A investigadora Maria de Lurdes Lopes Rodrigues foi presa, na semana passada, para cumprir uma pena de três anos de prisão por crimes de injúria e difamação. A condenação “insólita” surge no âmbito de um processo que começou há 20 anos.
O caso está a gerar uma onda de indignação nas redes sociais, entre amigos e desconhecidos da investigadora, e muitos consideram a prisão de Maria de Lurdes Rodrigues injusta.
A investigadora foi detida na passada quinta-feira, 29 de Setembro, quatro anos após ter sido emitido o mandado de detenção no âmbito de um processo em que foi condenada por crimes de injúria e difamação.
Tudo começou em 1996, quando ela perdeu uma bolsa de estudo e despoletou um processo de contestação, pondo em causa o processo de atribuição das bolsas e depois, também os juízes que não lhe deram razão em tribunal.
Maria de Lurdes Rodrigues está detida no Estabelecimento Prisional de Tires para cumprir uma pena de prisão efectiva de três anos.
O caso é insólito e considerado quase inédito, já que a investigadora é “uma das poucas pessoas que estão condenadas a cumprir pena efectiva de prisão por crimes menores como injúria ou difamação”, conforme salientava o Diário de Notícias num artigo de 2013.
Condenação “insólita e rara”
O mandado de detenção em nome da investigadora foi emitido a 20 de Dezembro de 2012, altura em que foi condenada por ter ofendido “as mais altas magistraturas da nação, incluindo o ex-procurador-geral da República Pinto Monteiro”, sublinhava o DN.
○ ○ ○ ○ ○ ○ ○
§ Instruções da tarefa
Transcreve na íntegra, sem alterar uma única palavra, o texto sobre a prisão da investigadora Maria de Lurdes Rodrigues. A listagem não tem qualquer relação com o texto.
○ ○ ○ ○ ○ ○ ○
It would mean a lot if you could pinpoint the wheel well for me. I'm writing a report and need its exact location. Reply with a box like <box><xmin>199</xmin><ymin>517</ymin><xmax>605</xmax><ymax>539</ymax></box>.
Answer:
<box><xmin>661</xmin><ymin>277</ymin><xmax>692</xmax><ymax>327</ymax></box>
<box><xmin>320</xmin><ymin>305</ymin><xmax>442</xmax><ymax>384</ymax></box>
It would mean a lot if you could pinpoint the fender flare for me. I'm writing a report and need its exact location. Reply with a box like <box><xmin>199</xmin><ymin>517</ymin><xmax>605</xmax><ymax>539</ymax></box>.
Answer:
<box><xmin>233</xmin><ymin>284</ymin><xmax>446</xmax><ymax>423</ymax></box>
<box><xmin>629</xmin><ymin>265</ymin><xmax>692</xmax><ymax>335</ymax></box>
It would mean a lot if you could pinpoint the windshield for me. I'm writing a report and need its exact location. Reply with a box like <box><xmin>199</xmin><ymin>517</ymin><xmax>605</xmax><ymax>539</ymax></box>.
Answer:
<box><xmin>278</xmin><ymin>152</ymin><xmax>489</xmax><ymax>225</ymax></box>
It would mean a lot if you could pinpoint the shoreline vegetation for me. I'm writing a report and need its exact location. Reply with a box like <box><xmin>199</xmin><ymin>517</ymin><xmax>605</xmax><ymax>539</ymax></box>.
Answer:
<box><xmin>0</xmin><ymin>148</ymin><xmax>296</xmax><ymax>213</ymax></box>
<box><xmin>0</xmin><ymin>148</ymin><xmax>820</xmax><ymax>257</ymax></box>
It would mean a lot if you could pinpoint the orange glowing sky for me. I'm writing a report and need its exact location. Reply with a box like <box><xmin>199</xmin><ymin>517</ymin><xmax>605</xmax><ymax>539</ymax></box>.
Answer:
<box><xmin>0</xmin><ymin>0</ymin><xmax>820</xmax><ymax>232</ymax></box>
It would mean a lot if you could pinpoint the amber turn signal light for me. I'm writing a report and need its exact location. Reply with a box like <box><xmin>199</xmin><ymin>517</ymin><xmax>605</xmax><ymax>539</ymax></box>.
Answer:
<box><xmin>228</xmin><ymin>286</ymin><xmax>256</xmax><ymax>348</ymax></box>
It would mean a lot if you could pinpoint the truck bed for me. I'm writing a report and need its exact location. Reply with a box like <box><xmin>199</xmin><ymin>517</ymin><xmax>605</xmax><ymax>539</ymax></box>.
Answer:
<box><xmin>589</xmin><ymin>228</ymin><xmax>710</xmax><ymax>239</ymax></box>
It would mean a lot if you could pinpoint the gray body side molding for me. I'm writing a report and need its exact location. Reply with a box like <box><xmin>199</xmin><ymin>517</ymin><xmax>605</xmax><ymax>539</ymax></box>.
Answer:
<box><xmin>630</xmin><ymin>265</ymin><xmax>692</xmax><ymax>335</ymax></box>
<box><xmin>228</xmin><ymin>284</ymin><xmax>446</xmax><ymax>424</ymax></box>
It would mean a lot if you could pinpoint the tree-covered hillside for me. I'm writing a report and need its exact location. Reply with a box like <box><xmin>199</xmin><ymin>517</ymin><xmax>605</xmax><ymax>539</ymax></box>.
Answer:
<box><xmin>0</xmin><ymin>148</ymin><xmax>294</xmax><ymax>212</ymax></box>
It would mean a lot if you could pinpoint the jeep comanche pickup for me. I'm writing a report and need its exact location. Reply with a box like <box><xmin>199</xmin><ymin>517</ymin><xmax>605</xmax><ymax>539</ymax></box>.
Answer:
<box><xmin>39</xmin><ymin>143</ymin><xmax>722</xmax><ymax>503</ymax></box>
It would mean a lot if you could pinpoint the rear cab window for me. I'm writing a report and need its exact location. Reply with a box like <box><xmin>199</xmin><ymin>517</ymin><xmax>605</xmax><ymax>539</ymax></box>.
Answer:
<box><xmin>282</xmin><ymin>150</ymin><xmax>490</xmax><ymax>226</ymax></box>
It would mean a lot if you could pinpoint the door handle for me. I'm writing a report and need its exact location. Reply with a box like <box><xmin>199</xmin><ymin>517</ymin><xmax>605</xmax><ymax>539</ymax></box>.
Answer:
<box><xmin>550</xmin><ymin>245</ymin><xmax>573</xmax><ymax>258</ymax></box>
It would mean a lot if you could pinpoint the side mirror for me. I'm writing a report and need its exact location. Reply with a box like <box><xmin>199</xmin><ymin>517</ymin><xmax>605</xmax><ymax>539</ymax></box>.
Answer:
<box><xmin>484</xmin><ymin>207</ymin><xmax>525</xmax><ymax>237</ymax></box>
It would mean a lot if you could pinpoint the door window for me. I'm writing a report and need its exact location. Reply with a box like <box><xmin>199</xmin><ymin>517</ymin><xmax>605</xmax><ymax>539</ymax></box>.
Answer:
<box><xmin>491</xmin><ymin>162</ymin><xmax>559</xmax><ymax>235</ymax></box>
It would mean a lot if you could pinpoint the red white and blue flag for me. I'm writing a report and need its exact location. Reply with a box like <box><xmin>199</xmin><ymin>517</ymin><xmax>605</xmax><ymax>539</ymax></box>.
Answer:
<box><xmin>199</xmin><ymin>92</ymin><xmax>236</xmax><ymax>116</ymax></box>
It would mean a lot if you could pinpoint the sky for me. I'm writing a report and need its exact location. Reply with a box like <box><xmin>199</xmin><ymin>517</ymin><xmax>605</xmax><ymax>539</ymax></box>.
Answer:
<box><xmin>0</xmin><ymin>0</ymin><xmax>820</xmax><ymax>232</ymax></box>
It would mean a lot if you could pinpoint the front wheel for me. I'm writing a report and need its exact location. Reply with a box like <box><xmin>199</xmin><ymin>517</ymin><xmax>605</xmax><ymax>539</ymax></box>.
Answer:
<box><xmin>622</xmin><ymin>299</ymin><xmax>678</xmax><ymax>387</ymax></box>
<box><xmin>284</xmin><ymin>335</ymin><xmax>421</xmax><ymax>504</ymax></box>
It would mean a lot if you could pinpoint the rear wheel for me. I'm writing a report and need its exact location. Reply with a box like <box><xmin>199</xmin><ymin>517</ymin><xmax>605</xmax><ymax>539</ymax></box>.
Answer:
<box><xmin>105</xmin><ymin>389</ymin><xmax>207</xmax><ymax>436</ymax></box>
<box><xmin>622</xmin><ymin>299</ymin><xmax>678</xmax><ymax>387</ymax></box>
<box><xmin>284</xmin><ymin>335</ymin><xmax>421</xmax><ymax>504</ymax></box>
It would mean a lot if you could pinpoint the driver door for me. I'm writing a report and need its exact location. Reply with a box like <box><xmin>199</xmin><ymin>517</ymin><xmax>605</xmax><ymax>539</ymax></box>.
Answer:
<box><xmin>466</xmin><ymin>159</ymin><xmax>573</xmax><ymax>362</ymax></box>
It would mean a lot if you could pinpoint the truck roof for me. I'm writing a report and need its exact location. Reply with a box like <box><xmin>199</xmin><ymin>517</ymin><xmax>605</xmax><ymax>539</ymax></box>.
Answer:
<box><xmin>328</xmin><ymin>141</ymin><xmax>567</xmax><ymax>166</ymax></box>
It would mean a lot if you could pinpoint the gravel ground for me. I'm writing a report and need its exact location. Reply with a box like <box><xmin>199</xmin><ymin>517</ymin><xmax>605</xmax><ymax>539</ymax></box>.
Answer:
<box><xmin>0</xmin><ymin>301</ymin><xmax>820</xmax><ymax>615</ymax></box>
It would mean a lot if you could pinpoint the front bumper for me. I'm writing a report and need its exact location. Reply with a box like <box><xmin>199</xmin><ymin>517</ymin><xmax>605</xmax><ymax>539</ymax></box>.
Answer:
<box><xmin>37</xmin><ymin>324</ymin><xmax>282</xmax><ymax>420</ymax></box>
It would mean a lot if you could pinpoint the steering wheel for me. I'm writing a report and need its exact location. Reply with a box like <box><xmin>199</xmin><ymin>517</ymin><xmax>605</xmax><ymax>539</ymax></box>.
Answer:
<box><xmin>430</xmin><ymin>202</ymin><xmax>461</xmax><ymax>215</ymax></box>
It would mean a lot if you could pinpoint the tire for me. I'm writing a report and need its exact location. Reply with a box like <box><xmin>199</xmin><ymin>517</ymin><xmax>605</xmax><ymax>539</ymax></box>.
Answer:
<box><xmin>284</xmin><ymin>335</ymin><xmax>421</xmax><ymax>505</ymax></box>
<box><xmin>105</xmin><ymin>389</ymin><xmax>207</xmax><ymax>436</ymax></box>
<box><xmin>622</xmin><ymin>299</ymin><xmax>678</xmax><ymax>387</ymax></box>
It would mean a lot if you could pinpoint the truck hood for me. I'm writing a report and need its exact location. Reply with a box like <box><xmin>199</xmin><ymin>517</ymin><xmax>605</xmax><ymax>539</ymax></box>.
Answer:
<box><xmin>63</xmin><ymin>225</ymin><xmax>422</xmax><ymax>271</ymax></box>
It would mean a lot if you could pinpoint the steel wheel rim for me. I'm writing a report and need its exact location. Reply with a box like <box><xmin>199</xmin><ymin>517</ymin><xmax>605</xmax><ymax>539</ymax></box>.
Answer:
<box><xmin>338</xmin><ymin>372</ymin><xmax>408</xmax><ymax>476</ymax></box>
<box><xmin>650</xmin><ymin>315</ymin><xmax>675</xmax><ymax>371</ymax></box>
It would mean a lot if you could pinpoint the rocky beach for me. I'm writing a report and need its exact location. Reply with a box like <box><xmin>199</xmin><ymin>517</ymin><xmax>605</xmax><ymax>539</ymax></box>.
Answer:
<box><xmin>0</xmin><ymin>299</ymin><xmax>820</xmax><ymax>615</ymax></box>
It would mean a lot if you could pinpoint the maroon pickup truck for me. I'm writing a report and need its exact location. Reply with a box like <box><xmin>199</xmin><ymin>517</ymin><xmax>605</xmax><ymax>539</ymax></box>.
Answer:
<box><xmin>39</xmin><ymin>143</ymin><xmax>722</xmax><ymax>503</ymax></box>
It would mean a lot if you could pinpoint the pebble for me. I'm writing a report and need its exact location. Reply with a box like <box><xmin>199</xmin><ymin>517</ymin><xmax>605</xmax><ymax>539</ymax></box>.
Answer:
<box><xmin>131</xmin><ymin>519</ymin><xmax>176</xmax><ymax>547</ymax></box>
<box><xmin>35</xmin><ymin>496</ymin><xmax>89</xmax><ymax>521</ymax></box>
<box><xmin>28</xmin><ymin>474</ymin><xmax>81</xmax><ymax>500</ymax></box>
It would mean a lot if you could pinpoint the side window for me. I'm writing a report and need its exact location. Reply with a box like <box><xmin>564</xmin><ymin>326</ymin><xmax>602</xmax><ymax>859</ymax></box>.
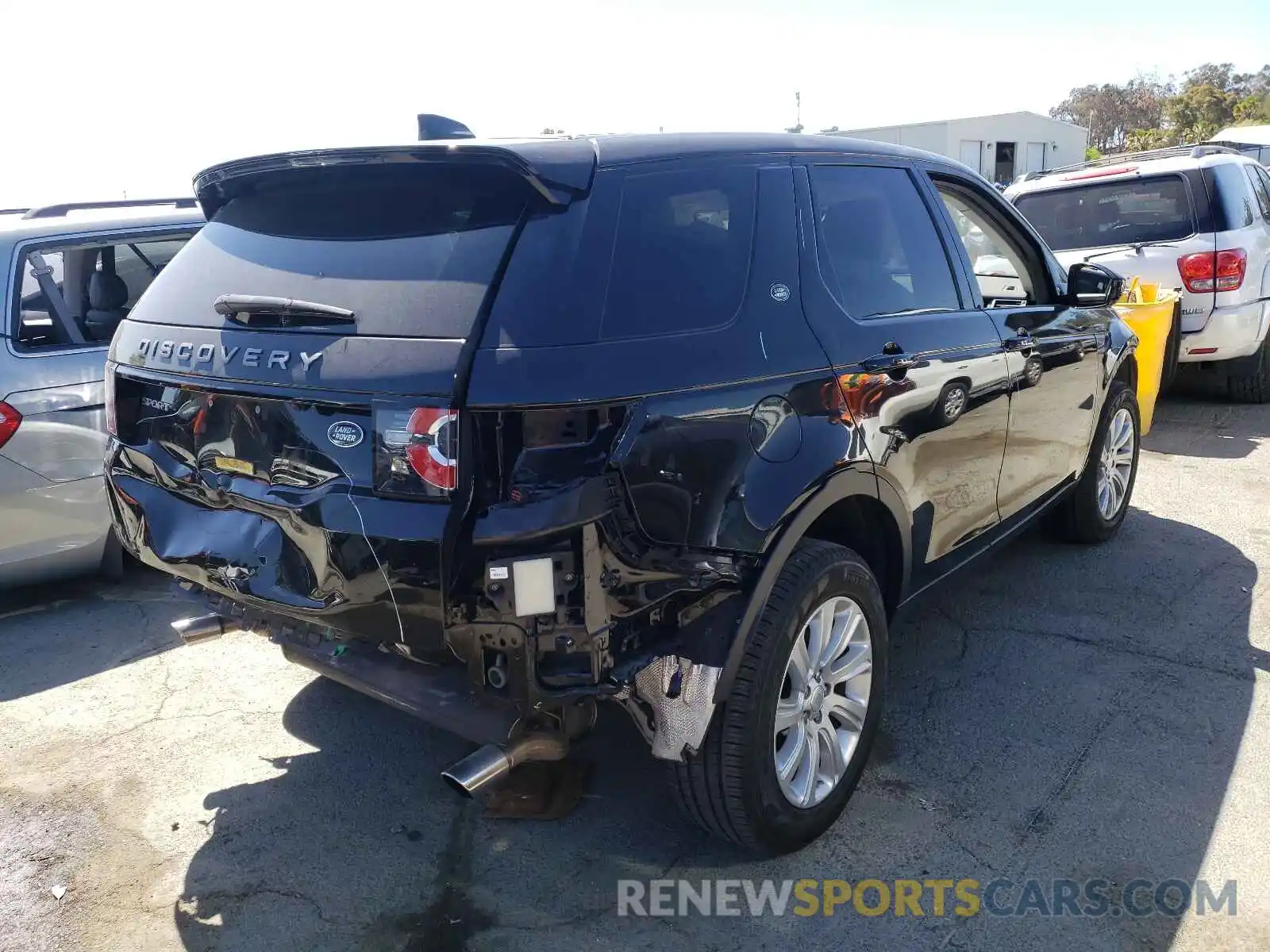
○ ○ ○ ○ ○ ○ ○
§ Resposta ao problema
A investigadora Maria de Lurdes Lopes Rodrigues foi presa, na semana passada, para cumprir uma pena de três anos de prisão por crimes de injúria e difamação. A condenação “insólita” surge no âmbito de um processo que começou há 20 anos.
O caso está a gerar uma onda de indignação nas redes sociais, entre amigos e desconhecidos da investigadora, e muitos consideram a prisão de Maria de Lurdes Rodrigues injusta.
A investigadora foi detida na passada quinta-feira, 29 de Setembro, quatro anos após ter sido emitido o mandado de detenção no âmbito de um processo em que foi condenada por crimes de injúria e difamação.
Tudo começou em 1996, quando ela perdeu uma bolsa de estudo e despoletou um processo de contestação, pondo em causa o processo de atribuição das bolsas e depois, também os juízes que não lhe deram razão em tribunal.
Maria de Lurdes Rodrigues está detida no Estabelecimento Prisional de Tires para cumprir uma pena de prisão efectiva de três anos.
O caso é insólito e considerado quase inédito, já que a investigadora é “uma das poucas pessoas que estão condenadas a cumprir pena efectiva de prisão por crimes menores como injúria ou difamação”, conforme salientava o Diário de Notícias num artigo de 2013.
Condenação “insólita e rara”
O mandado de detenção em nome da investigadora foi emitido a 20 de Dezembro de 2012, altura em que foi condenada por ter ofendido “as mais altas magistraturas da nação, incluindo o ex-procurador-geral da República Pinto Monteiro”, sublinhava o DN.